Repeat every one of the records below word for word, in the same order.

— START OF INFORMATION SHOWN —

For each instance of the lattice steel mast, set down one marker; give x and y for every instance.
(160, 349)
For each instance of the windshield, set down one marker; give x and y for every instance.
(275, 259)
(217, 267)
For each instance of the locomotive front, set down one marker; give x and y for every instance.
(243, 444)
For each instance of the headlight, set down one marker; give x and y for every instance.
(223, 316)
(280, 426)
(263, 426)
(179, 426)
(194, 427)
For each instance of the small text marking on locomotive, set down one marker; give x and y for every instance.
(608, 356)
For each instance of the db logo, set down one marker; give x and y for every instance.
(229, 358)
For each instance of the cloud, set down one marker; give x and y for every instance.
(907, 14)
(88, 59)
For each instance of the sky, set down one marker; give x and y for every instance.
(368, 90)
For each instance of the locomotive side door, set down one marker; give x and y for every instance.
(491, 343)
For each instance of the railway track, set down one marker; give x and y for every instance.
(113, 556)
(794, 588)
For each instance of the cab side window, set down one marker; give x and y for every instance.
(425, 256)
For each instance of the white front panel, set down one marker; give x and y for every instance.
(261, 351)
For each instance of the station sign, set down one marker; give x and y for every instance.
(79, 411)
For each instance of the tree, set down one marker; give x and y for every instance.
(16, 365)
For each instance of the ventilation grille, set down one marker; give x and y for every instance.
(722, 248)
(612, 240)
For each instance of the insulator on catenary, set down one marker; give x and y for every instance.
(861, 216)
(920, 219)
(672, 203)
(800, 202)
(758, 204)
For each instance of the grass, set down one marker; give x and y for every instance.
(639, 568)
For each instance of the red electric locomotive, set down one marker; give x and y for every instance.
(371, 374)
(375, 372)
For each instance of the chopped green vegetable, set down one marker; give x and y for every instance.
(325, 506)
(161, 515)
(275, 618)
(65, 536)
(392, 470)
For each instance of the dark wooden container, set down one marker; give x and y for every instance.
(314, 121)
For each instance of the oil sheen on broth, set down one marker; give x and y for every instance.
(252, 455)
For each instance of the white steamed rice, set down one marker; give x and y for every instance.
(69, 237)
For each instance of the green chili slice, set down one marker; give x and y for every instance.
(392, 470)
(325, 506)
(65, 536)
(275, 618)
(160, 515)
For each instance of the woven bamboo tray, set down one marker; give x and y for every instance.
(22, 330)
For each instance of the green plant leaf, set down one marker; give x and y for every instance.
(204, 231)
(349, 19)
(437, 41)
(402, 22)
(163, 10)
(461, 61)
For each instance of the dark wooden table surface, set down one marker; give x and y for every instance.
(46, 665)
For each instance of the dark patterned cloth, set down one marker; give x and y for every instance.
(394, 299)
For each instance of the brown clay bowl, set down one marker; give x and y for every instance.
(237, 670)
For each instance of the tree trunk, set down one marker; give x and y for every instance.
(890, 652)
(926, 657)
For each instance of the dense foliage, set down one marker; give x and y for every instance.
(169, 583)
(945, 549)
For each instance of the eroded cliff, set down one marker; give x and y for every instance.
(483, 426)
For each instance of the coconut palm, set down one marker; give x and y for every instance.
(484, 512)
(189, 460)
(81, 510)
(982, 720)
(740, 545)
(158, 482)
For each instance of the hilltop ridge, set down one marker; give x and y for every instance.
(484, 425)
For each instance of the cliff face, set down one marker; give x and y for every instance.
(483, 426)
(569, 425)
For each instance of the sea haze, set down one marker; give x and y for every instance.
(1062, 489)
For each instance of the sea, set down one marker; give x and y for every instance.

— END OF INFORMATION SHOWN —

● FINAL RESULT
For each instance of the lattice steel mast, set down one marker; give x and y for every instance.
(160, 349)
For each instance of the windshield, set down one marker; give x and y for every instance.
(275, 259)
(217, 267)
For each instance of the locomotive front, set down one marker; give x and y for every instance.
(243, 444)
For each instance of the headlight, set down one marker; give x and y for every instance.
(223, 316)
(280, 426)
(263, 426)
(179, 426)
(194, 427)
For each instance of the small text marking on locomotive, set down one marker; give x and y for every instance.
(608, 356)
For each instance of the db logo, set down one marker; give x and y for every instance.
(229, 358)
For each instance of the cloud, set down one marker; give x and y for every instance.
(907, 14)
(88, 59)
For each instance of the sky, set down one marker; give x and y for every instance.
(368, 90)
For each instance of the locomotive side door, set down one marker; give x and y for every instance.
(491, 343)
For each instance of the railway track, set down one marker; give x and y for every instance.
(113, 556)
(794, 588)
For each instance of the cab side window, set down one marker; give x and y for every instance.
(425, 256)
For each instance of the white front panel, set down one marker; give x and y for every instance.
(261, 351)
For each instance of the station sign, set down one marker; give x and y for every instance.
(79, 411)
For each instance of the tree, set down one marker; give x and y for every instance.
(16, 365)
For each instance of the ventilation grille, set down one marker; give x and y for every instance.
(722, 248)
(612, 240)
For each instance of the insulator on catenary, set down one marker; give x and y for every instance.
(861, 216)
(920, 219)
(672, 203)
(800, 202)
(758, 204)
For each instance of the grass, set down one marker; give x and y for every instance.
(639, 568)
For each instance of the red electric locomotive, set down one marker; give x and y for every instance.
(371, 374)
(375, 372)
For each instance of the chopped green vegetable, set down one marker; give x and y for every instance.
(325, 506)
(161, 515)
(275, 618)
(65, 536)
(392, 470)
For each instance of the dark wooden container, set down one marker; give x and y for every instance.
(314, 121)
For each instance of the oil sheen on broth, set down one marker; give x and y for every instance.
(252, 455)
For each instance of the white steamed rice, set down one marker; give x and y for every instance.
(69, 237)
For each instance of the green chili slice, set down one marker; give x and y for every instance.
(392, 470)
(325, 506)
(65, 536)
(275, 618)
(160, 515)
For each instance of the woven bamboo tray, set down one marker; give x and y for every instance.
(22, 330)
For each instance of the green plant leaf, set down one marker; give x and y for every instance.
(204, 231)
(349, 19)
(437, 41)
(402, 22)
(163, 10)
(461, 61)
For each instance of the dark wooden table surface, set down one marker; give x and y for every instance.
(46, 665)
For each instance of the dark patterned cloth, set down one marker; give x and y for every instance.
(394, 299)
For each instance of the brown clay bowl, set down one marker; give x and y for every instance.
(237, 670)
For each instance of the tree trunk, set down one marker; give x and y for every instance.
(890, 652)
(926, 657)
For each instance of the dense foliage, set down one marker; give x and y for every instance.
(169, 583)
(945, 549)
For each instance of the eroded cliff, set down one marker; give x and y for every instance.
(483, 426)
For each instance of the coconut palm, set down one marker; give x and y for every instance.
(484, 512)
(189, 460)
(81, 510)
(982, 720)
(740, 545)
(158, 482)
For each instance of the hilltop ridge, set down one marker; give x and y for every instance.
(484, 425)
For each instance of the cliff face, set down one marker; give x and y for every instance.
(483, 426)
(569, 425)
For each instance of the sea haze, set down one marker; give x and y for every instance.
(1062, 489)
For each instance of the sea, set down one marker; give x and y for every instance.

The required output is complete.